** WHAT YOU NEED TO DO **
Select and copy each line of the records below that contains the string "horizon".

** DATA LINES **
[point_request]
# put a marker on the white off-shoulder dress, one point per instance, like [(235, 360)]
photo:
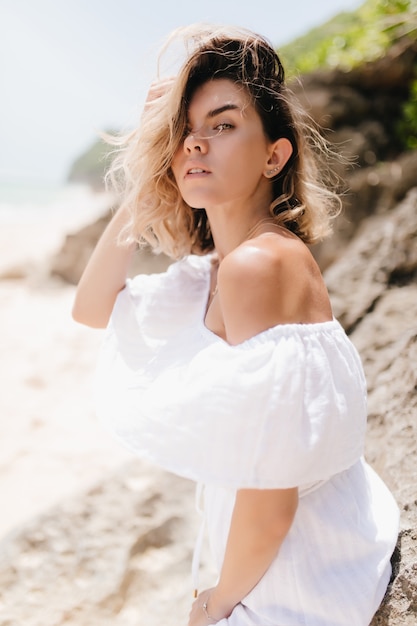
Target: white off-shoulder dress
[(285, 408)]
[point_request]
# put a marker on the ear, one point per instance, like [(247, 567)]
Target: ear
[(280, 152)]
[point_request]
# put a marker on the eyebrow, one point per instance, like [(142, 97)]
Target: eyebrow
[(222, 109)]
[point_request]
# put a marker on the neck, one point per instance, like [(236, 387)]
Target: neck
[(230, 231), (231, 225)]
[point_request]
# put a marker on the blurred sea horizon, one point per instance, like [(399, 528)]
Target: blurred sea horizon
[(62, 203)]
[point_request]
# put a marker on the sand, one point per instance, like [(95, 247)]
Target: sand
[(51, 444)]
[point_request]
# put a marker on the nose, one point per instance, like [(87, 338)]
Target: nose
[(193, 143)]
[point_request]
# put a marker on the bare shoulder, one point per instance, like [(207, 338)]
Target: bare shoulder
[(270, 280)]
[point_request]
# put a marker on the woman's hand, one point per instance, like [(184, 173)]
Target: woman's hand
[(157, 89)]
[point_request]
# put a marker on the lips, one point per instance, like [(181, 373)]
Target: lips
[(194, 169)]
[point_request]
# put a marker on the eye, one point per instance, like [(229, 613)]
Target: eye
[(222, 127)]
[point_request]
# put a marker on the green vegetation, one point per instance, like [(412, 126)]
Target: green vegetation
[(352, 38)]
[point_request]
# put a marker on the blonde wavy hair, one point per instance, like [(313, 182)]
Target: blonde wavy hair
[(304, 200)]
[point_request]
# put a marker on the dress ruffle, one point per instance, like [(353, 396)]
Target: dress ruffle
[(285, 408)]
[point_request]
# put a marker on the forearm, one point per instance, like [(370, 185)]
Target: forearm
[(104, 276), (260, 522)]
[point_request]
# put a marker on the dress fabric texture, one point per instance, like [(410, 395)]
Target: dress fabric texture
[(286, 408)]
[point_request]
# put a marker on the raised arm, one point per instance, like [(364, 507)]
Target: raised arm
[(104, 276)]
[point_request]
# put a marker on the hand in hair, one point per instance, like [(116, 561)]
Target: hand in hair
[(158, 88)]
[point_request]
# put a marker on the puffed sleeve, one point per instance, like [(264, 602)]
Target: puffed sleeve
[(283, 409)]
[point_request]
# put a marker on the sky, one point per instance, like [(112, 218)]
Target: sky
[(69, 68)]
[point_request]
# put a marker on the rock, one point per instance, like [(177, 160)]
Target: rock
[(373, 289), (383, 254), (119, 554)]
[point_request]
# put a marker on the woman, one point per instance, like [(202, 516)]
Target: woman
[(229, 368)]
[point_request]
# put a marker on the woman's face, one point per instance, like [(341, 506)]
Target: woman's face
[(223, 157)]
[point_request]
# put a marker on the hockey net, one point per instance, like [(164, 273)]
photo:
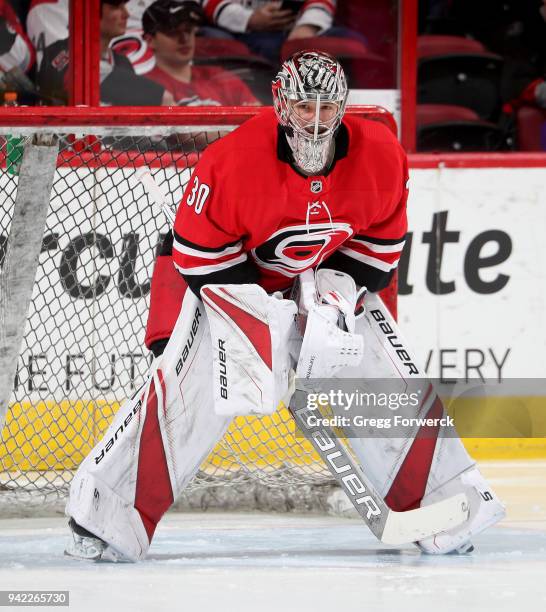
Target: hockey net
[(82, 349)]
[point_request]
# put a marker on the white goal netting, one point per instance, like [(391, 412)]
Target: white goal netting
[(82, 350)]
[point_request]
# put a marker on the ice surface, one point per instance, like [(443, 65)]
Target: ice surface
[(243, 562)]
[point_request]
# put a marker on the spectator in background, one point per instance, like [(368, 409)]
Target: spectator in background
[(119, 85), (264, 25), (16, 52), (47, 23), (170, 27)]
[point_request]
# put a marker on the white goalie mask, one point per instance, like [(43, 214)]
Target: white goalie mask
[(309, 97)]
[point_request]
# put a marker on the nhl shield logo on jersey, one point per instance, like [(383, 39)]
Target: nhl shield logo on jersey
[(294, 249), (316, 186)]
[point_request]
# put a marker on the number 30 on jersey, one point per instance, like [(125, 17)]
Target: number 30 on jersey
[(198, 195)]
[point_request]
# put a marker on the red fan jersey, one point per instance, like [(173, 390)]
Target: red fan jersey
[(248, 215)]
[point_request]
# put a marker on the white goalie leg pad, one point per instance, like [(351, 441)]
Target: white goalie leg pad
[(424, 465), (154, 446), (329, 343), (251, 334)]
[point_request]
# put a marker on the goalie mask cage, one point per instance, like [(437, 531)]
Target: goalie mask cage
[(78, 239)]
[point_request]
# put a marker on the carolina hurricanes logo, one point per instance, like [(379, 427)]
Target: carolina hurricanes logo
[(292, 250)]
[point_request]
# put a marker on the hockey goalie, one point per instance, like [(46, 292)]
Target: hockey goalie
[(288, 228)]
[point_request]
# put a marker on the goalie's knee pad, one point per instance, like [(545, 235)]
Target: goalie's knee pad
[(250, 334), (166, 295)]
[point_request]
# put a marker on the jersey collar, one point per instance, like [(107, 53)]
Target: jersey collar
[(284, 152)]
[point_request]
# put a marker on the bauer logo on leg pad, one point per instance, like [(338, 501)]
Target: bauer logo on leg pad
[(394, 340)]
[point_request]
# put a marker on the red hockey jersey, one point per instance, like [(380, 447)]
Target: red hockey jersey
[(248, 215)]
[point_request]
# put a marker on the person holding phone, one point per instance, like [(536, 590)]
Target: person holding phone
[(264, 25)]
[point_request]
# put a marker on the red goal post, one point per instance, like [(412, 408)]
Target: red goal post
[(77, 245)]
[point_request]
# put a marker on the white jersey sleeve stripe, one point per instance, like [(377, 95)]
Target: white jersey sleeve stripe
[(200, 270), (371, 261)]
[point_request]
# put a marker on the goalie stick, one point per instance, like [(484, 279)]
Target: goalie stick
[(388, 526)]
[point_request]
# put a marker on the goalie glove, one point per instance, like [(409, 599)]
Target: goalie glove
[(329, 342)]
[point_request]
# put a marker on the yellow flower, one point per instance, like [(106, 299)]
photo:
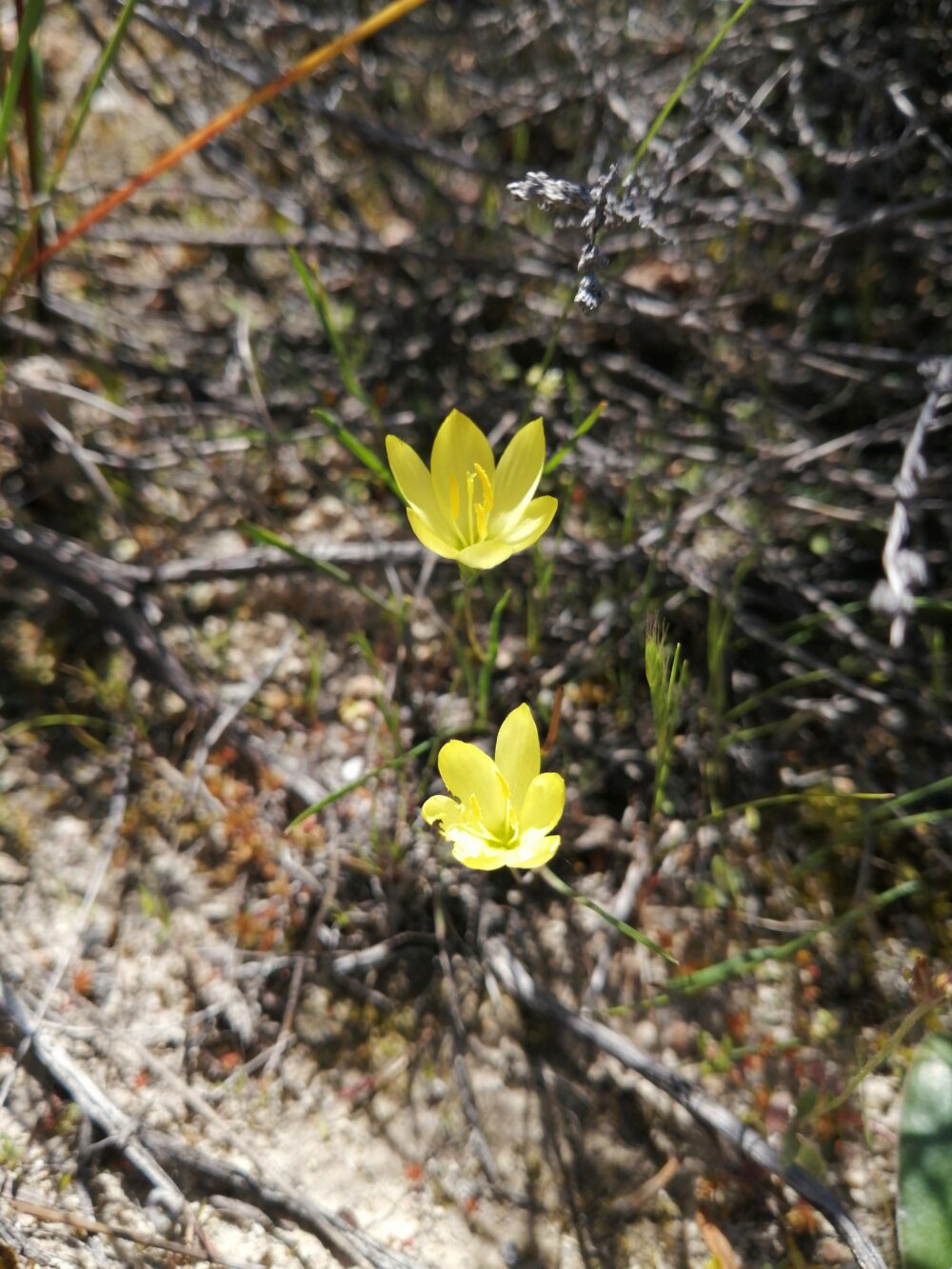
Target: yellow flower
[(502, 812), (467, 509)]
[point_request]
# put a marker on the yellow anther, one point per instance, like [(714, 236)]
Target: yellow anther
[(470, 485), (486, 488)]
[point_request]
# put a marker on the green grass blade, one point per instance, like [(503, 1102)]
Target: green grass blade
[(106, 58), (423, 747), (697, 65), (623, 926), (714, 975), (267, 538), (320, 304), (585, 426), (361, 452), (489, 662), (26, 724), (32, 15), (924, 1210)]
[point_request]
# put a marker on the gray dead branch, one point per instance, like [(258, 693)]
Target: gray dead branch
[(516, 979), (168, 1165), (109, 590)]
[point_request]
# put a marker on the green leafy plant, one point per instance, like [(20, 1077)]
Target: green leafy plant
[(924, 1214)]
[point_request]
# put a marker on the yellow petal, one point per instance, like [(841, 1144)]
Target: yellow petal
[(486, 555), (430, 538), (414, 481), (447, 810), (543, 804), (520, 471), (518, 754), (533, 523), (459, 446), (475, 853), (470, 773), (533, 850)]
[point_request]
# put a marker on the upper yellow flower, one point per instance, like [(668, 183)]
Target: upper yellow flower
[(502, 812), (465, 507)]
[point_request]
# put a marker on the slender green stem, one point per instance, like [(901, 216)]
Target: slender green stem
[(478, 648), (714, 975), (684, 85), (563, 887)]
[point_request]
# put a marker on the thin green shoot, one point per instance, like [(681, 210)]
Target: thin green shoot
[(696, 68), (30, 23), (361, 452), (883, 1054), (715, 975), (106, 60), (758, 803), (320, 302), (267, 538), (585, 902), (666, 679), (315, 650), (322, 803), (489, 660), (585, 426), (27, 724), (550, 347), (796, 681)]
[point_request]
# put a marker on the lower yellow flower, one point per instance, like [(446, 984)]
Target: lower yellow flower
[(502, 811)]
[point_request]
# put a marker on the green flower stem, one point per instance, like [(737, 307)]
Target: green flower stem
[(479, 651), (623, 926)]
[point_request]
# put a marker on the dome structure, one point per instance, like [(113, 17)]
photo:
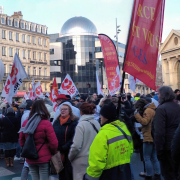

** CORRECT RESULT **
# put a marker on the blurred sea horizon, one point per instance, like [(399, 528)]
Target: blurred sea horizon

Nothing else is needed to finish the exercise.